- **DIRECTIONS**
Count the lines in the data that contain the string "windshield". Give only the number.

(Coordinate annotation data)
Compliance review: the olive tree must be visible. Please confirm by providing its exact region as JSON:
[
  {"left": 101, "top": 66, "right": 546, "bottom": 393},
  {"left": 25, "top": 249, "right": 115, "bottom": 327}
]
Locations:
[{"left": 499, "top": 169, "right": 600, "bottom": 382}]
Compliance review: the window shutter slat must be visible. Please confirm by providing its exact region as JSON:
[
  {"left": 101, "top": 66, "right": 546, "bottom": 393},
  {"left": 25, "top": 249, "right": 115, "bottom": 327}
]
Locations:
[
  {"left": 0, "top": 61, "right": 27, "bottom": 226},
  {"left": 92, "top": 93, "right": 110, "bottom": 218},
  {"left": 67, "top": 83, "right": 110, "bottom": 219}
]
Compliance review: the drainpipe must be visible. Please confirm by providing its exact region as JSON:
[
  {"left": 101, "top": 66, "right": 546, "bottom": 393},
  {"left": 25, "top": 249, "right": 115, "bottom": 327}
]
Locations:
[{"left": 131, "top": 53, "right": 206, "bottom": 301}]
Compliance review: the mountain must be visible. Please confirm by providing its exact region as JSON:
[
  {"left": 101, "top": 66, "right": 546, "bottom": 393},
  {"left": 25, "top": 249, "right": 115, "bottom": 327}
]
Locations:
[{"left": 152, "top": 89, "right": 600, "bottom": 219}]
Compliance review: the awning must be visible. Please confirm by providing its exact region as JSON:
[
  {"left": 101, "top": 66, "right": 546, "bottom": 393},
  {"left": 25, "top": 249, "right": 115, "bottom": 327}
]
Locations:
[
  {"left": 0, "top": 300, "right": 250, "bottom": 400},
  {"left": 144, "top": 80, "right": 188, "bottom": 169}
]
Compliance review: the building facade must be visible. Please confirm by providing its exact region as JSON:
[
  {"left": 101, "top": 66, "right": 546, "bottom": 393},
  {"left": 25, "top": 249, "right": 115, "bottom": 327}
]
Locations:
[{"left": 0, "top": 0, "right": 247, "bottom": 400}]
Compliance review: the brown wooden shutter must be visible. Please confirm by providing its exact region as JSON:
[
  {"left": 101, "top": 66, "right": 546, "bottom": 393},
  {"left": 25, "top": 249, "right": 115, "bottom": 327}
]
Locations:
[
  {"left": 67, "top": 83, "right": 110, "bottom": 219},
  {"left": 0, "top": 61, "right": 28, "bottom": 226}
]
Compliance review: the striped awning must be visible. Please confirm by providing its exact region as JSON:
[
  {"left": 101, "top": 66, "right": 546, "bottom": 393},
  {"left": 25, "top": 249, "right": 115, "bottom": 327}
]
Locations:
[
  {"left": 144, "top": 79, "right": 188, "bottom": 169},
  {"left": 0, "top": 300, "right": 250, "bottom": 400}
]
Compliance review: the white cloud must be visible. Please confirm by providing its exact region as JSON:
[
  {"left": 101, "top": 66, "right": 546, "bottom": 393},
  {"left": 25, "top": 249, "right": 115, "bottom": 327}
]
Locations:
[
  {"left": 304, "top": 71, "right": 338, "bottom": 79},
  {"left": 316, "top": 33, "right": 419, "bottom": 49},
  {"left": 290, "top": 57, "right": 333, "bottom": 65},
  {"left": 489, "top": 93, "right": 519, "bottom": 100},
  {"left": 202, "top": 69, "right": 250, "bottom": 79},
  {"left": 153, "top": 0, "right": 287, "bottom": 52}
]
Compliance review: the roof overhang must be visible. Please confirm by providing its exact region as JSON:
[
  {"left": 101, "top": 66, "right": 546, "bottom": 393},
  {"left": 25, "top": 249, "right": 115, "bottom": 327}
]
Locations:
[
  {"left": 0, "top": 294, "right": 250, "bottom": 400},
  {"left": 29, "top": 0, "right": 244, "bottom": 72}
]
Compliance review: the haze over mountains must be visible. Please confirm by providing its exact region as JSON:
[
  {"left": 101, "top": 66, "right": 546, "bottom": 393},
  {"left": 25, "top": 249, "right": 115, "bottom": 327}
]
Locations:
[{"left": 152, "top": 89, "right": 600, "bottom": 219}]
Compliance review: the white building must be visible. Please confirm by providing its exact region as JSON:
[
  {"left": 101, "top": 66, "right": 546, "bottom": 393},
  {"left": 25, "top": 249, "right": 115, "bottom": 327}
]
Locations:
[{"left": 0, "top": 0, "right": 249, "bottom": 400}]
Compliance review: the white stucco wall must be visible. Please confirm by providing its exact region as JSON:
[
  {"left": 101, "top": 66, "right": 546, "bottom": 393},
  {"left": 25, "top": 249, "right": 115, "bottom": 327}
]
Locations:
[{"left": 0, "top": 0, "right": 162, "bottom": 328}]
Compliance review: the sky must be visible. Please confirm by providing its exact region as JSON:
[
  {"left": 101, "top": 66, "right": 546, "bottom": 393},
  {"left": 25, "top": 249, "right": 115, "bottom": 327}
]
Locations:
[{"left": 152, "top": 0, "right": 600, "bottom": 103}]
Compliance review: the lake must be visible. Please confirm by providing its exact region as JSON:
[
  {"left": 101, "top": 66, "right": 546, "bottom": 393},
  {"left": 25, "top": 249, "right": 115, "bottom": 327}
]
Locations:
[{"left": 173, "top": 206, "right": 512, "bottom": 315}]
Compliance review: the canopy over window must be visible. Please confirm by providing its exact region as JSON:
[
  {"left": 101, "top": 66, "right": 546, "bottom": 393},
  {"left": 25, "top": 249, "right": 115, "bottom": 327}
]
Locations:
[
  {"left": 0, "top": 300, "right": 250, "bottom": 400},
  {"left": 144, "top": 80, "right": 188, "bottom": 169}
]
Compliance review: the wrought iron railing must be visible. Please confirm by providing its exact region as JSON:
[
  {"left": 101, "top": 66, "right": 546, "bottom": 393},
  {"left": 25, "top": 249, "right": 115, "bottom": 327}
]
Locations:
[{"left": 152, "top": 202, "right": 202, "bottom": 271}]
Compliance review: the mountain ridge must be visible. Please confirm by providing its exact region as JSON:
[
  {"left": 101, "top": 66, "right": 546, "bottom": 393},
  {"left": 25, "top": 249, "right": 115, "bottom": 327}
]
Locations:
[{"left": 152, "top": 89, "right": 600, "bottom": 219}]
--
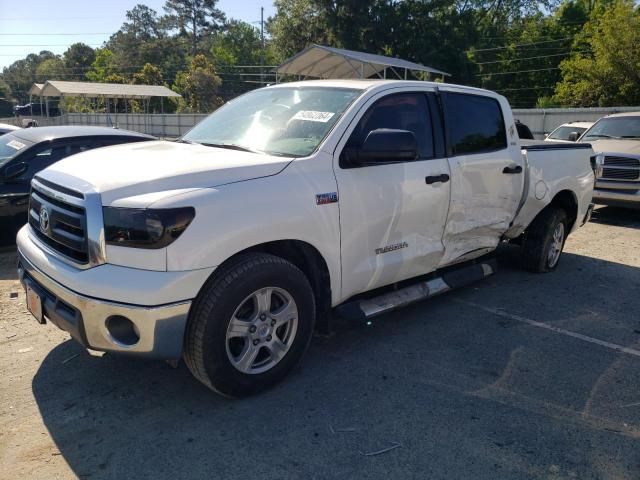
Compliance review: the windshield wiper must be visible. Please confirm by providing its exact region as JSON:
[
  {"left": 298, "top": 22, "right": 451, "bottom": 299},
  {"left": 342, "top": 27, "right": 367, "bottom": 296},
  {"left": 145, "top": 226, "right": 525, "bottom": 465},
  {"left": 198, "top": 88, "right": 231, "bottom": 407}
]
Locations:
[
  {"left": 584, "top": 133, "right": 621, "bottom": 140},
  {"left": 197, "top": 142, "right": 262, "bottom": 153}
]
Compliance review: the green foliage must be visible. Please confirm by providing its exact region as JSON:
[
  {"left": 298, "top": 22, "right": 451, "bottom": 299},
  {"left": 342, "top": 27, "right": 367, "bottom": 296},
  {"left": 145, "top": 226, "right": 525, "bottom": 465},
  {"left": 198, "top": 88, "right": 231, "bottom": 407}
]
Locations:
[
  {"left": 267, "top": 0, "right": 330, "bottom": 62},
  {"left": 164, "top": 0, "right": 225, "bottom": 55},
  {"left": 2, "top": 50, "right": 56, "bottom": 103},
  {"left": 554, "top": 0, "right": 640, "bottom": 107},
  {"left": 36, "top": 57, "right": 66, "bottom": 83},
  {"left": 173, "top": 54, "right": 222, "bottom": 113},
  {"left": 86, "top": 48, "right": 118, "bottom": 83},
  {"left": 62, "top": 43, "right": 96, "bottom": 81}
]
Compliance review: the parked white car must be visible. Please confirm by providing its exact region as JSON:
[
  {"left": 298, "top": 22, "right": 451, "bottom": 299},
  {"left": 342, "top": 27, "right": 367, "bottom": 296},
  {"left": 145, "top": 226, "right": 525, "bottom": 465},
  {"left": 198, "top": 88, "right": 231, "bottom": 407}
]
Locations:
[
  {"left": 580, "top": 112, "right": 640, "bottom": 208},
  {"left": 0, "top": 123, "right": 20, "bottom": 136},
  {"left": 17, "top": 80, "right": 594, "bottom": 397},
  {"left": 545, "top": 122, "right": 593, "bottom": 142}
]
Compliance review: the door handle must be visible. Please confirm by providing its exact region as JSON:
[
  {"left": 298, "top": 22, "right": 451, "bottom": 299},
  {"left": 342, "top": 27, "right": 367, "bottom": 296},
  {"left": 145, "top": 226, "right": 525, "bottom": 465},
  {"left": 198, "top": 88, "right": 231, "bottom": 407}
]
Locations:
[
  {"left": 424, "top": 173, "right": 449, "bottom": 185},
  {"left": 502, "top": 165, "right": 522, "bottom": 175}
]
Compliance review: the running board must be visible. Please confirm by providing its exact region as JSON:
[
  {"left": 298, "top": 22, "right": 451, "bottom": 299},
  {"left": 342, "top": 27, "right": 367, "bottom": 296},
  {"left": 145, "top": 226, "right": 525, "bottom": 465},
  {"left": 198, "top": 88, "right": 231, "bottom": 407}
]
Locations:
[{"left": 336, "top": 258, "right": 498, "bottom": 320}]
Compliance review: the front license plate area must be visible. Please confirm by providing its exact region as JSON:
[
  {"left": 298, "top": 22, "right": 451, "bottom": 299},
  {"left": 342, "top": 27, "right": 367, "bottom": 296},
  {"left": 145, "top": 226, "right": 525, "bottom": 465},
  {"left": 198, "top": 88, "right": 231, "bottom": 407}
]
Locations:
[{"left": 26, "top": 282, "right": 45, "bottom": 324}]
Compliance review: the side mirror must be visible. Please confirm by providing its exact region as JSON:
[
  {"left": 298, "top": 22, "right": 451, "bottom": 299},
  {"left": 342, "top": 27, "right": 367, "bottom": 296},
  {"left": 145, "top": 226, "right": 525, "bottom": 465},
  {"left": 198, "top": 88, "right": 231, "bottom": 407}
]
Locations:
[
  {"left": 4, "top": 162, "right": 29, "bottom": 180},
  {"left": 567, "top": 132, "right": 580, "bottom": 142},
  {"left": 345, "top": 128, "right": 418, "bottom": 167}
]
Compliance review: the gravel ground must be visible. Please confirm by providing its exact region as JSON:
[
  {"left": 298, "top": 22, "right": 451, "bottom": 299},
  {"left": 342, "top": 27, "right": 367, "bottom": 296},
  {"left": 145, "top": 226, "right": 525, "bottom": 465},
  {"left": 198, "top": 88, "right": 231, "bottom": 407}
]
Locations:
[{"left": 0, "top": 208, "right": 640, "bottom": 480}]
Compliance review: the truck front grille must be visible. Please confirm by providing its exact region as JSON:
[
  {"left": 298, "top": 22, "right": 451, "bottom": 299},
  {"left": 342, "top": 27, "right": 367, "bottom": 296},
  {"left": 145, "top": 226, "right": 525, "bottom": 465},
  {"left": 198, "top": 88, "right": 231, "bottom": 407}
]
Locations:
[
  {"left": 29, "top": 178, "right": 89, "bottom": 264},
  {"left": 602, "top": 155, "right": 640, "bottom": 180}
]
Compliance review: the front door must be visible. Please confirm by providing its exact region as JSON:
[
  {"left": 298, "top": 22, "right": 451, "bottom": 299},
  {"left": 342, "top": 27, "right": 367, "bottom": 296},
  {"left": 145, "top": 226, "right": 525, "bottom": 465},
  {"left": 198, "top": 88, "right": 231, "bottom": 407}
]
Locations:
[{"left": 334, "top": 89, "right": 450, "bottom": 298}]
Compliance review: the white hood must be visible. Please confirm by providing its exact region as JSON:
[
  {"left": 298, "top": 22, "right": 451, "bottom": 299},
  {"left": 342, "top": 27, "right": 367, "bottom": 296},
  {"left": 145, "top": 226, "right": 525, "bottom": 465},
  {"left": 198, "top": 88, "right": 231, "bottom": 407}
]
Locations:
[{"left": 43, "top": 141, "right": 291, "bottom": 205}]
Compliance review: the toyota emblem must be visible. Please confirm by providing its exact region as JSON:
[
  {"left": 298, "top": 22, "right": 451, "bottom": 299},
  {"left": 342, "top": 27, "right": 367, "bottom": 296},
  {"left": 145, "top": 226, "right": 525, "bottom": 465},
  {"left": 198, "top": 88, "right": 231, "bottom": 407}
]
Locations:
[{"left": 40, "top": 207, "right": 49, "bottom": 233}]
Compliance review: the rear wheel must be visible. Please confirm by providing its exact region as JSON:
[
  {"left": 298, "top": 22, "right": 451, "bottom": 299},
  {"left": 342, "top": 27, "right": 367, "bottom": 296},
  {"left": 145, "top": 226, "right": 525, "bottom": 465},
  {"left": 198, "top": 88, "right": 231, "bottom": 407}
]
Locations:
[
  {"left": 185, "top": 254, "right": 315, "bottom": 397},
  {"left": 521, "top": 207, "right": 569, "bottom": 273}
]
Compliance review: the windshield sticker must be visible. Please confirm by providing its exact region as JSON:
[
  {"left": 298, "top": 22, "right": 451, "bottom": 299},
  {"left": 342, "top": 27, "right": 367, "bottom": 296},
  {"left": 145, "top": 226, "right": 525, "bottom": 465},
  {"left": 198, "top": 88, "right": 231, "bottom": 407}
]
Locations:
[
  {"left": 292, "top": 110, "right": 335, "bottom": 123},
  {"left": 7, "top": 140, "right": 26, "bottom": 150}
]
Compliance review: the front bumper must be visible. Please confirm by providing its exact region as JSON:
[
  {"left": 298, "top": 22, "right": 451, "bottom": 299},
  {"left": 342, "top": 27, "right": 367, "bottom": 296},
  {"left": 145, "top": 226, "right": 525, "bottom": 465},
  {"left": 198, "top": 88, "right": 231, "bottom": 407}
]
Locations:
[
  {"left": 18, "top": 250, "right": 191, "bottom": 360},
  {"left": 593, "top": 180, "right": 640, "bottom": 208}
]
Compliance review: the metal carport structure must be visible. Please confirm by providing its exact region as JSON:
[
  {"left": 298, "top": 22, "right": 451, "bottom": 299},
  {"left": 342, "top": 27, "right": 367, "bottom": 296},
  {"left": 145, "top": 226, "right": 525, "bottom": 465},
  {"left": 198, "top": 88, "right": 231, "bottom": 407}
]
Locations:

- **EXERCISE ANSWER**
2